** Exercise instructions **
- a) Copy the passage from the seminar schedule between "Seminar: Fall 2005" and "Haarsma, Calvin College.", inclusive, word for word.
- b) According to the seminar schedule, which telescope and detector were used to collect the data on the galaxy cluster candidates?

··· Excerpt provided

Seminar: Fall 2005

Seminars are held on Tuesdays, 3:45-4:45pm in SB-110, unless otherwise noted. Meet at 3:30 in SB-157 for refreshments (refreshments are available even on Tuesdays with no seminar!). See Calvin's Visitor Resources for maps and directions to the Science Building.

Schedules from previous semesters: Spring 2005, Fall 2004, Spring 2004, Fall 2003, Spring 2003, Fall 2002, Spring 2002, Fall 2001, Spring 2001, Fall 2000, Spring 2000, Fall 1999.

September 20 (part 1): Hunting for Distant Galaxy Clusters.
       Andrew Butler and Prof. Deborah Haarsma, Calvin College.
  Galaxy clusters are the single most important class of objects for understanding the universe as a whole. Their gravitational interactions at high redshifts can be used to calculate the mass of the dark matter in between the cluster galaxies and around each galaxy. In turn, this gives critical cosmological parameters, especially Ωm, more accuracy. In addition, by examining clusters, the evolution of individual galaxies can be better modeled. Thus, if galaxy clusters are sampled over a sufficient expanse of time and enough are found, they can show just how the current observable universe came to be how it is now. Even though a substantial number of clusters have been discovered relatively nearby (redshift < 1), not many clusters have been identified at redshifts of around 1-1.3, when the universe was about 30% its current age. In this seminar, we present results of the analysis of nine galaxy cluster candidates that were chosen based on sources of diffuse X-ray emission (from the intracluster gas). Our data was taken with Kitt Peak’s 4-m telescope and the FLAMINGOS infrared detector. We used a powerful technique, called the red sequence method, to identify the clusters in our images. According to preliminary results, we think that at least one of these candidates is a definite cluster.

September 20 (part 2): Three-Dimensional Classical Ensemble Studies of Electron Momenta in Non-Sequential Double Ionization.
       Armin Karim and Prof. Stan Haan, Calvin College.

······
··· Raw records

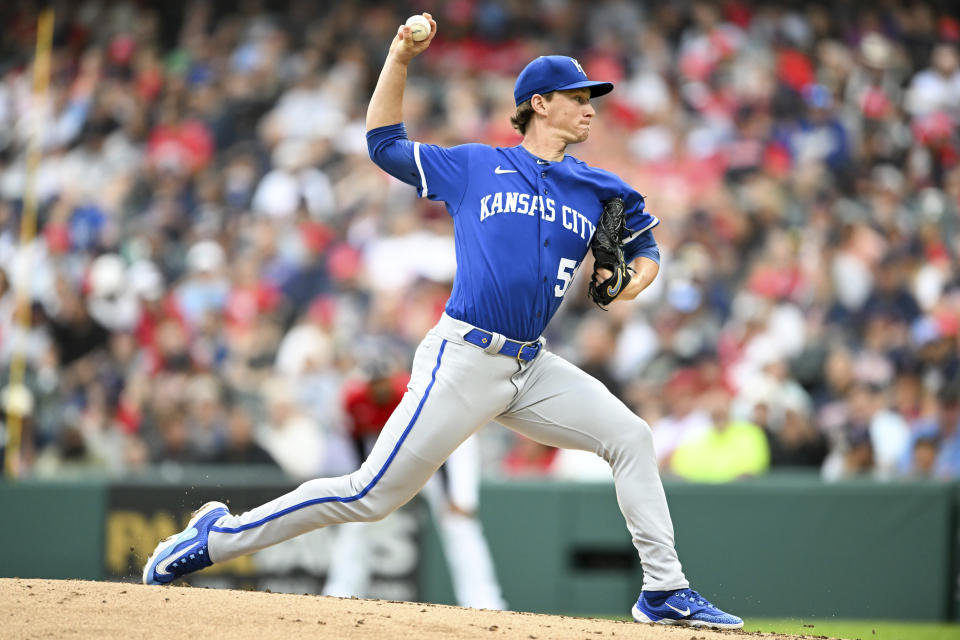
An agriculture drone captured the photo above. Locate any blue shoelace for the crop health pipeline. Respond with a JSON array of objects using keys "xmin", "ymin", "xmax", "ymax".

······
··· Raw records

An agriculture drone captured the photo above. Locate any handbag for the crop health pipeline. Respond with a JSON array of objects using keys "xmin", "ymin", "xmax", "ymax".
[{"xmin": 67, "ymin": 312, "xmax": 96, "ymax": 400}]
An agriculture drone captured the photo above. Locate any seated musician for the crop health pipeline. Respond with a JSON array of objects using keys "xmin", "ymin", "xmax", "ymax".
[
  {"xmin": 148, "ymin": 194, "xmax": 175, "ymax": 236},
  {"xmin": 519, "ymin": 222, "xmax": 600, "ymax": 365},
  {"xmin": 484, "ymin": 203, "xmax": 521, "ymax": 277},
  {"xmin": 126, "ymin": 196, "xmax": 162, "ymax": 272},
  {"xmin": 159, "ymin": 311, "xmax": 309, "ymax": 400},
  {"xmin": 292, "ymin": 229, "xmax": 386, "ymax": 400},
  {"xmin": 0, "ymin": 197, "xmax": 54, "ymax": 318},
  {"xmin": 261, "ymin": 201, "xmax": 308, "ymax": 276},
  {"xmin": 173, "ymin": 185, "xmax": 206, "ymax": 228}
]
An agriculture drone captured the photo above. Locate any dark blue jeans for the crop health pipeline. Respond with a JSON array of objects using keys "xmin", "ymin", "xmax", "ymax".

······

** Solutions for each task **
- a)
Seminar: Fall 2005

Seminars are held on Tuesdays, 3:45-4:45pm in SB-110, unless otherwise noted. Meet at 3:30 in SB-157 for refreshments (refreshments are available even on Tuesdays with no seminar!). See Calvin's Visitor Resources for maps and directions to the Science Building.

Schedules from previous semesters: Spring 2005, Fall 2004, Spring 2004, Fall 2003, Spring 2003, Fall 2002, Spring 2002, Fall 2001, Spring 2001, Fall 2000, Spring 2000, Fall 1999.

September 20 (part 1): Hunting for Distant Galaxy Clusters.
       Andrew Butler and Prof. Deborah Haarsma, Calvin College.

- b) Kitt Peak's 4-m telescope and the FLAMINGOS infrared detector.